• **TEXT BLOCK**:

____________

I believe the rules file was kept empty till openHAB was fully loaded and then the file was copied. Keep in mind that there are 2 places where rules are stored. First is the DB that you can access from PaperUI and second is the file you mention and is empty (moved/hidden) at the beginning till the Initialization rule prepares OH. Google Drive, although I’m not a big fan, allows such files.
If I recall correctly, and I’ve been steeped in OH 3.x for over a year now, that error is not unusual. Every time a file is changed there are two events, one with the file starts to change and one when it completes. Unfortunately both events trigger OH to try to read the file and the file is basically empty on the first event. So you’d see this error and then it’d be followed by a successful load of the file.
If you see "Loading model ‘default.rules’ instead of another error, you know that it loaded correctly.
However, the “Ignoring file ‘defaul.rules’ as we do not have a parser for it” message is a new one for me. That implies that there is something wrong with the rules engine, but that’s just there by default so I’m not sure what would cause that error. Did you kill OH immediately after seeing that other error? That could account for it. The rule engine was killed and OH started closing down before the rules file was parsed.
Remove the .rules file from OH’s folder and restart OH. This time give it a chance to fully come up before copying the file over. There might be stuff getting in the way.
It’s not part of the install process. It’s part of the startup process in kiosk-xinit.sh if I remember correctly.
Because the RPi 0 is really under powered to run OH, and parsing a .rules file is really heavy on the
CPU, delaying that step until everything else starts up actually ended up saving a significant amount of time on the boot process which, before I started was well over five minutes.
All that this default.rules file does is set a flag (in an Item) to indicate that OH and all the rest of the HestiaPi system has finished coming online which will allow the rules that actually drive the thermostat.
The PaperUI rules (written in a dialect of ECMAScript 5.1 called Nashorn) can be found in /var/lib/openhab/jsondb. Moving most of the rules out of .rules files to this saved minutes on the boot time.
Winter is a bad time to be taking one’s thermostat offline, so progress continues to be slow, but I did some static analysis and found that on a working HestiaPi, the
hostapd systemd service is “active (exited)”. I wanted to understand why it exited cleanly on the v1.2 image but didn’t do so on my self-built image.
/etc/init.d/hostapd as the module it’s loading. I compared that file on each of the two image, and it’s identical, as is
/etc/defaults/hostapd. There’s one line that sticks out to me here, which is this:
[ -n "$DAEMON_CONF" ] || exit 0
-n check is “True if the length of string is nonzero.”.

____________

• **YOUR OBJECTIVE**:
Rewrite the HestiaPi thread starting at "All that this" and ending at "the boot time.", replacing "boot time" with "startup time".

• **DATASET EXTRACT**:
____________

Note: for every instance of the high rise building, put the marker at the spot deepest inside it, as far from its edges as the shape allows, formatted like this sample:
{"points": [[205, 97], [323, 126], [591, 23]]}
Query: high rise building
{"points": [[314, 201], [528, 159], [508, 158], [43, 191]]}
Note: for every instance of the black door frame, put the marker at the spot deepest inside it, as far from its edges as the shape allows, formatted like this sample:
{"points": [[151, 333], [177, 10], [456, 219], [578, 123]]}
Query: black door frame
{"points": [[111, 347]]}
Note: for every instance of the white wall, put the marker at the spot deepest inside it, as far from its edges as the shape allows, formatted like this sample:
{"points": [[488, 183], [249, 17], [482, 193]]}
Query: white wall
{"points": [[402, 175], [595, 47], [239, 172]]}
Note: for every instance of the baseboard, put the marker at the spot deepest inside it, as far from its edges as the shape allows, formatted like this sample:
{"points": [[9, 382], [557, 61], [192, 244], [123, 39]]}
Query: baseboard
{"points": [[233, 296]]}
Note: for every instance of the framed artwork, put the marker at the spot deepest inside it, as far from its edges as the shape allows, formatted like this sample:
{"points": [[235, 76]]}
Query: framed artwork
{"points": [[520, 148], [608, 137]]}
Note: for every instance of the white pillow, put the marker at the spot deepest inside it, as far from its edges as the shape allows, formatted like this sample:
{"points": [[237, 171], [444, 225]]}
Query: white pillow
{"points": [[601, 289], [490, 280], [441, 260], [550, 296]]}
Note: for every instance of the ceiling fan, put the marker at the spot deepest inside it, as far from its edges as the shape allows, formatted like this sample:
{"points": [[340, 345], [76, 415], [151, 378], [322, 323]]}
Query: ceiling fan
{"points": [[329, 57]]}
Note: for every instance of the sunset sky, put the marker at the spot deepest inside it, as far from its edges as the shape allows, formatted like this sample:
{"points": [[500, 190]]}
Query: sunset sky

____________

• **WORKED ANSWER**:
All that this default.rules file does is set a flag (in an Item) to indicate that OH and all the rest of the HestiaPi system has finished coming online which will allow the rules that actually drive the thermostat.
The PaperUI rules (written in a dialect of ECMAScript 5.1 called Nashorn) can be found in /var/lib/openhab/jsondb. Moving most of the rules out of .rules files to this saved minutes on the startup time.